▸ ASSIGNMENT
Up to and including the final line, retype each line of the records below, starting with the one that contains "tree, one point per instance.".

▸ Saved entries
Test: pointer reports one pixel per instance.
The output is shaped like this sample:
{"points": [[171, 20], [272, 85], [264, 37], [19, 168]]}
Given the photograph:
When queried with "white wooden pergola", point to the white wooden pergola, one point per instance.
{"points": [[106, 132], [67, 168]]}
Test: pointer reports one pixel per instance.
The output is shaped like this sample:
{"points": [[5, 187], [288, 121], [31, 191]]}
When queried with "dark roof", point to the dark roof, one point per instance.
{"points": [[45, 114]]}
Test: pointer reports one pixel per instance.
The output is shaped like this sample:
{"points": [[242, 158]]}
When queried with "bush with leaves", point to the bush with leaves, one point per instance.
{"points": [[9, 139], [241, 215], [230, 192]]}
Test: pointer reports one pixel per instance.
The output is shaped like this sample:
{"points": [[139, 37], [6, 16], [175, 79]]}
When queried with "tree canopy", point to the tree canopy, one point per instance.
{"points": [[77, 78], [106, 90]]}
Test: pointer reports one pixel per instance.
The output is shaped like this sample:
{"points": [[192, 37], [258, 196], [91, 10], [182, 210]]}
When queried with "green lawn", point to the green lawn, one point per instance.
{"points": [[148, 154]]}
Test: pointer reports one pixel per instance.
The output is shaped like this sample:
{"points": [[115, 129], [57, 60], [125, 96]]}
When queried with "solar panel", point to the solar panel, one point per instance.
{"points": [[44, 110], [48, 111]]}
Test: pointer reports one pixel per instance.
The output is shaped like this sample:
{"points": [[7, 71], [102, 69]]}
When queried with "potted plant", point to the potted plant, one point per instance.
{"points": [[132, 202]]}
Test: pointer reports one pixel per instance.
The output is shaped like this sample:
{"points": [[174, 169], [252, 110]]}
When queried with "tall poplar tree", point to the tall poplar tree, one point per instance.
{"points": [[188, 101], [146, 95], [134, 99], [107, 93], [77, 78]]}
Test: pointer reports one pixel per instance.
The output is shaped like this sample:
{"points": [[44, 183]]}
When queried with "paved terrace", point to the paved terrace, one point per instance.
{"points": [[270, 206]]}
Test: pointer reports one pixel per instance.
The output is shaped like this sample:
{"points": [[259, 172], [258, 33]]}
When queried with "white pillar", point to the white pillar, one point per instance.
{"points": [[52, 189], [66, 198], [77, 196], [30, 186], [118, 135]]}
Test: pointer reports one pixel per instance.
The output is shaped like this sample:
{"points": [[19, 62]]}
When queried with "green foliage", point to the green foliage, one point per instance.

▸ EXERCISE SOLUTION
When queried with "tall poplar tree", point to the tall poplar tree, one point per instance.
{"points": [[188, 101], [146, 95], [134, 99], [107, 93], [77, 78]]}
Test: pointer reports one pixel per instance.
The output is shaped like this sample:
{"points": [[44, 183]]}
When queried with "paved terrace", point to the paved terrace, one point per instance.
{"points": [[270, 206]]}
Test: pointer reports one pixel per instance.
The output is shaped like this sample:
{"points": [[259, 172], [258, 33]]}
When queried with "white pillar", point to the white pillar, one point per instance.
{"points": [[52, 189], [66, 198], [77, 196], [30, 186], [118, 135]]}
Test: pointer reports one pixel per instance.
The output is shaped like this sample:
{"points": [[19, 62]]}
When queried with "green foliage", point to the green foliage, one point per instance.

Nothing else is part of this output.